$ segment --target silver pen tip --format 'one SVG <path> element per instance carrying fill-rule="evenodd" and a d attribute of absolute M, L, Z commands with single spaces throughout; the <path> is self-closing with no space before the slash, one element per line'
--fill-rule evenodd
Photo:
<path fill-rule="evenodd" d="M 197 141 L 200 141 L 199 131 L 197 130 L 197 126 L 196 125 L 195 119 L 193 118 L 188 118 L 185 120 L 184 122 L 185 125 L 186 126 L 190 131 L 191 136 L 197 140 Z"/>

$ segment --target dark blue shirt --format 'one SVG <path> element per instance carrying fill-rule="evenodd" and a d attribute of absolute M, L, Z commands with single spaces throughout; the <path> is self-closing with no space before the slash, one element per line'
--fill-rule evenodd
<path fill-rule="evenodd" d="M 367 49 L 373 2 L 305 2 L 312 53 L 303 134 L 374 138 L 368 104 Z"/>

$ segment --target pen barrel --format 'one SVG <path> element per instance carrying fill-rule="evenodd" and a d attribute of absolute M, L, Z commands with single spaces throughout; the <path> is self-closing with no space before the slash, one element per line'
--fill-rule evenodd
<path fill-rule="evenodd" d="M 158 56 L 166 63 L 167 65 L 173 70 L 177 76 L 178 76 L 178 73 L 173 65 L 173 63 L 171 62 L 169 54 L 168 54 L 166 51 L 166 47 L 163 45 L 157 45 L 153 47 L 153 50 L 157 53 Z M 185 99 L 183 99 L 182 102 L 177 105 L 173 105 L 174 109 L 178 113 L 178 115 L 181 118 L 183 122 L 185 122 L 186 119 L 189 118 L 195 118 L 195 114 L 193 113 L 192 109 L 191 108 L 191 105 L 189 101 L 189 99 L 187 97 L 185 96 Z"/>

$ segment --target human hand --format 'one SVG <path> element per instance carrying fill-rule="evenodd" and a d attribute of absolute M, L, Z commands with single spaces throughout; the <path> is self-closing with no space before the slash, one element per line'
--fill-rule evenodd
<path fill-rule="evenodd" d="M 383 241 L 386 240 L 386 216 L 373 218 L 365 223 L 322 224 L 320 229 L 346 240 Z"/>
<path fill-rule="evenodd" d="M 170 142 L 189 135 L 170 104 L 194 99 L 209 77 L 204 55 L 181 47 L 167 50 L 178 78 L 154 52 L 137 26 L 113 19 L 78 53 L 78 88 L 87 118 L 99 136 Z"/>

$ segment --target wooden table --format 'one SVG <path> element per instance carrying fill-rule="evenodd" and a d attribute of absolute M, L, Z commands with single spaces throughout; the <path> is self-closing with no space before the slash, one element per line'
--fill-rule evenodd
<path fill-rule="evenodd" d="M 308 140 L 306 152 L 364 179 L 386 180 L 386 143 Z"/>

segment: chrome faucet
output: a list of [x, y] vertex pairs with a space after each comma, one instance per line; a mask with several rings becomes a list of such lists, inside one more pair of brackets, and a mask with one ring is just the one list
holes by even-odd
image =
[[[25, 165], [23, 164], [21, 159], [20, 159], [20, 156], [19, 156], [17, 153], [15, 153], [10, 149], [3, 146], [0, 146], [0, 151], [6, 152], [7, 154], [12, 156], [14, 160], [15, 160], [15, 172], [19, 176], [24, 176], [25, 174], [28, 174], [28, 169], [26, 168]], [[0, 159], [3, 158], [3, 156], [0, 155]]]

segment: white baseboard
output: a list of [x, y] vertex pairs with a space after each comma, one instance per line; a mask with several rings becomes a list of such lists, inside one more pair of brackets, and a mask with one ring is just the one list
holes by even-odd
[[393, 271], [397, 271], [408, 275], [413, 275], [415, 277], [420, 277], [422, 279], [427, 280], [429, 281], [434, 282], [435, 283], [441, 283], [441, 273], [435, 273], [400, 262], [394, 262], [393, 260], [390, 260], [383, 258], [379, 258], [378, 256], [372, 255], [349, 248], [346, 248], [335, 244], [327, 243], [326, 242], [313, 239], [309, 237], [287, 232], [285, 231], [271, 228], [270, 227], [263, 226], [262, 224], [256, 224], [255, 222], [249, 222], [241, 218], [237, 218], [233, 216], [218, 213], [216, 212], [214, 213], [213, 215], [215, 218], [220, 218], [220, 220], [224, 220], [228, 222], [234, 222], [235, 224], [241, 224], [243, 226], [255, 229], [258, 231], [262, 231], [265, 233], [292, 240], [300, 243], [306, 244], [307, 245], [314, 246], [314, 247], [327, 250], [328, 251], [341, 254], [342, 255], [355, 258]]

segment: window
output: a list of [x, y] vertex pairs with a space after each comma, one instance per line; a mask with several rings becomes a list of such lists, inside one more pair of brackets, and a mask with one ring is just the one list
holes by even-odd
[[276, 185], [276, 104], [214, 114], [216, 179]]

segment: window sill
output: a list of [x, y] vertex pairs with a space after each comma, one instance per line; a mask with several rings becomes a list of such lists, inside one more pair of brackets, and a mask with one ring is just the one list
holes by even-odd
*-*-*
Above are the records; retype them all without a single difference.

## Exercise result
$ segment --target silver pen tip --format 'one SVG <path> element per instance carrying fill-rule="evenodd" and a d attribute of absolute M, L, Z commands with single spaces throughout; the <path> is self-closing with no space before the slash, one element per line'
--fill-rule evenodd
Photo:
<path fill-rule="evenodd" d="M 197 141 L 200 141 L 199 131 L 197 130 L 197 126 L 196 125 L 195 119 L 193 118 L 188 118 L 185 120 L 184 122 L 185 125 L 186 126 L 190 131 L 191 136 L 197 140 Z"/>

$ segment --target dark blue shirt --format 'one SVG <path> element per instance carrying fill-rule="evenodd" and a d attribute of absolute M, L, Z commands with single spaces throughout; the <path> is self-closing with no space before the slash, one element per line'
--fill-rule evenodd
<path fill-rule="evenodd" d="M 367 49 L 373 2 L 305 2 L 312 53 L 303 134 L 374 138 L 368 104 Z"/>

$ segment --target pen barrel --format 'one SVG <path> element per instance carrying fill-rule="evenodd" and a d attribute of absolute M, L, Z commands with single spaces throughout; the <path> is self-closing with no space before the slash, one element per line'
--fill-rule evenodd
<path fill-rule="evenodd" d="M 158 56 L 166 63 L 167 65 L 173 70 L 177 76 L 178 76 L 178 73 L 173 65 L 173 63 L 171 62 L 169 54 L 168 54 L 166 51 L 166 47 L 163 45 L 157 45 L 153 47 L 153 50 L 157 53 Z M 185 99 L 183 99 L 182 102 L 177 105 L 173 105 L 174 109 L 178 113 L 178 115 L 181 118 L 183 122 L 185 122 L 186 119 L 189 118 L 195 118 L 195 114 L 193 113 L 192 109 L 191 108 L 191 105 L 189 101 L 189 99 L 187 97 L 185 96 Z"/>

$ segment --target human hand --format 'one SVG <path> element per instance carrying fill-rule="evenodd" and a d attribute of absolute M, L, Z commands with single spaces throughout; the <path> is self-closing with no space before the slash, one element per line'
--fill-rule evenodd
<path fill-rule="evenodd" d="M 383 241 L 386 240 L 386 216 L 373 218 L 365 223 L 322 224 L 320 229 L 346 240 Z"/>
<path fill-rule="evenodd" d="M 170 142 L 189 135 L 170 104 L 194 99 L 209 77 L 204 55 L 181 47 L 167 50 L 178 78 L 154 52 L 137 26 L 113 19 L 78 53 L 78 88 L 87 118 L 99 136 Z"/>

$ segment --target wooden table --format 'one SVG <path> element per instance carrying fill-rule="evenodd" and a d attribute of absolute M, L, Z commands with single spaces throughout; the <path> is self-closing with no space before the slash, one element per line'
--fill-rule evenodd
<path fill-rule="evenodd" d="M 308 140 L 306 152 L 364 179 L 386 180 L 386 143 Z"/>

segment: chrome faucet
output: a list of [x, y] vertex pairs with a space after each comma, one instance per line; a mask with several rings becomes a list of such lists, inside one more pair of brackets, and a mask with one ring is just the one list
holes by even-odd
image =
[[[25, 165], [23, 164], [21, 159], [20, 159], [20, 156], [19, 156], [17, 153], [15, 153], [10, 149], [3, 146], [0, 146], [0, 151], [6, 152], [7, 154], [12, 156], [14, 160], [15, 160], [15, 172], [19, 176], [24, 176], [25, 174], [28, 174], [28, 169], [26, 168]], [[0, 159], [3, 158], [3, 156], [0, 155]]]

segment: white baseboard
output: a list of [x, y] vertex pairs with a space after each comma, one instance per line; a mask with several rings becomes a list of such lists, inside one more pair of brackets, and a mask with one ring is just the one list
holes by even-odd
[[393, 271], [397, 271], [408, 275], [413, 275], [415, 277], [420, 277], [422, 279], [427, 280], [429, 281], [434, 282], [435, 283], [441, 283], [441, 273], [435, 273], [400, 262], [394, 262], [393, 260], [390, 260], [383, 258], [379, 258], [378, 256], [372, 255], [349, 248], [346, 248], [335, 244], [327, 243], [326, 242], [313, 239], [309, 237], [287, 232], [285, 231], [271, 228], [270, 227], [263, 226], [262, 224], [256, 224], [255, 222], [249, 222], [241, 218], [237, 218], [233, 216], [218, 213], [216, 212], [214, 213], [213, 215], [215, 218], [220, 218], [220, 220], [224, 220], [228, 222], [234, 222], [235, 224], [241, 224], [243, 226], [255, 229], [258, 231], [262, 231], [265, 233], [292, 240], [300, 243], [306, 244], [307, 245], [314, 246], [314, 247], [327, 250], [328, 251], [341, 254], [342, 255], [355, 258]]

segment: window
output: a list of [x, y] vertex pairs with a space after each comma, one instance per line; a mask with several rings becomes a list of such lists, inside one more pair of brackets, and a mask with one ring is just the one list
holes by even-odd
[[276, 185], [276, 104], [214, 114], [216, 179]]

segment: window sill
output: a list of [x, y] vertex pairs with a space after each comma, one instance per line; a mask with several rings becomes a list of such lists, inside one more pair of brackets, and a mask with one ring is just the one list
holes by even-odd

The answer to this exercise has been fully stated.